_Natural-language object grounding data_

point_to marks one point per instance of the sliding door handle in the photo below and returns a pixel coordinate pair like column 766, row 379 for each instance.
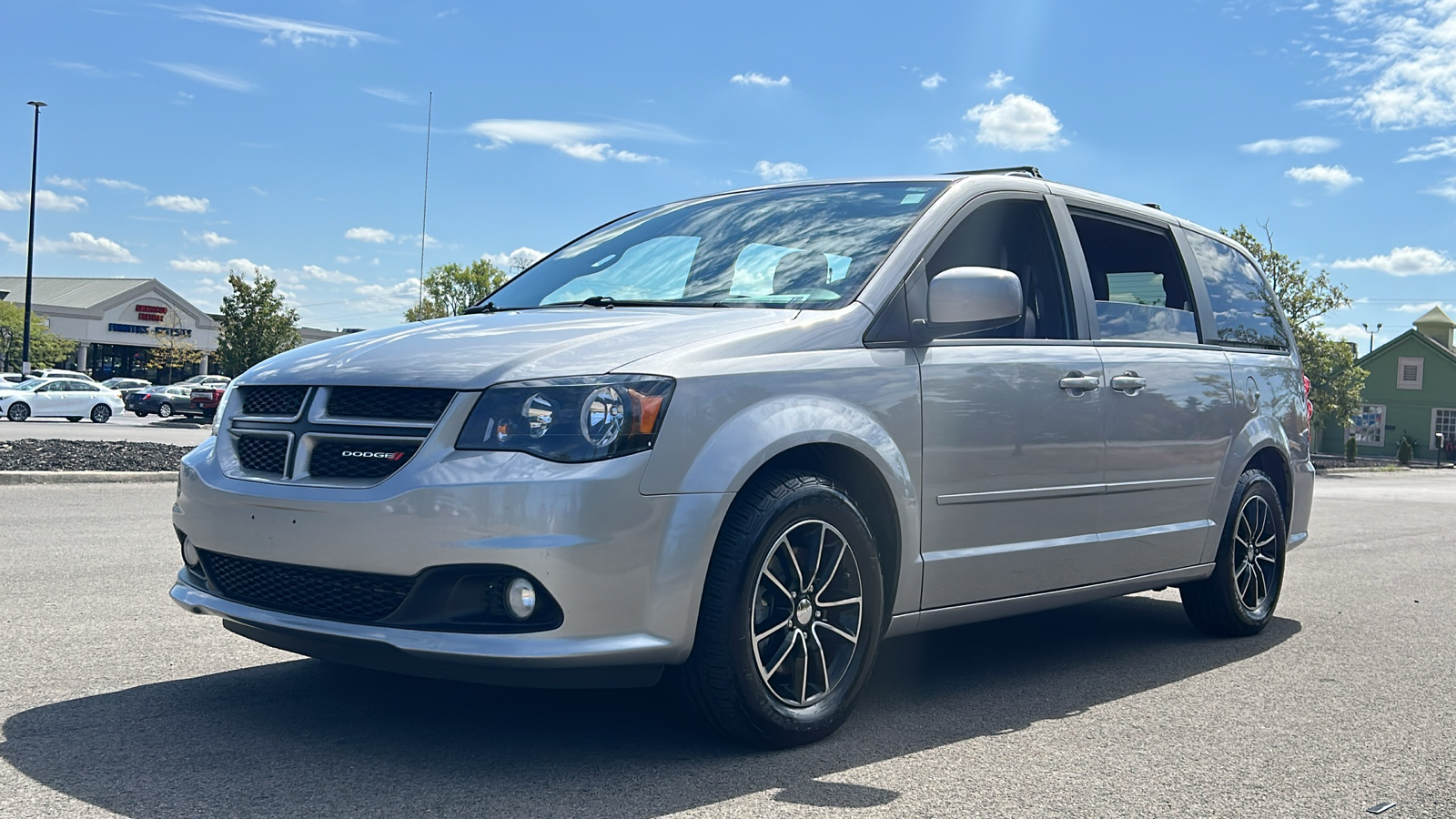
column 1077, row 383
column 1128, row 382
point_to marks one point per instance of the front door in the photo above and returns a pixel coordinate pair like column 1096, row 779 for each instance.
column 1012, row 426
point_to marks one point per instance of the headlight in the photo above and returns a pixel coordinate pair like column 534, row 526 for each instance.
column 572, row 420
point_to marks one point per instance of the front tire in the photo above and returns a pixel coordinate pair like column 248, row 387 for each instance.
column 1238, row 599
column 791, row 615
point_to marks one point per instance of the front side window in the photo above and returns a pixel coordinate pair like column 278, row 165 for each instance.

_BRIEF_
Your copy should match the data exactly, apart from the images, which are dropped.

_TASK ANSWER_
point_to marks one point per instance of the sliding door handle in the photo below and returns a pixel coordinate pair like column 766, row 379 for each instance.
column 1077, row 383
column 1128, row 382
point_to marks one point per instance of the front door in the photo above and returns a pixel coordinate pair like column 1096, row 779 for each instance.
column 1012, row 426
point_to marks one point per instance of the headlight in the photo above and returns a pixel coordinate pair like column 534, row 526 for each instance.
column 572, row 420
point_to marks one point per instance of the front tire in the photo above and returns a pixel coordinate pair like column 248, row 387 for each instance.
column 1238, row 599
column 791, row 615
point_to marks one point per instance of the front side window in the photo above and returns a pixel coordinate pair like column 278, row 165 for each instance.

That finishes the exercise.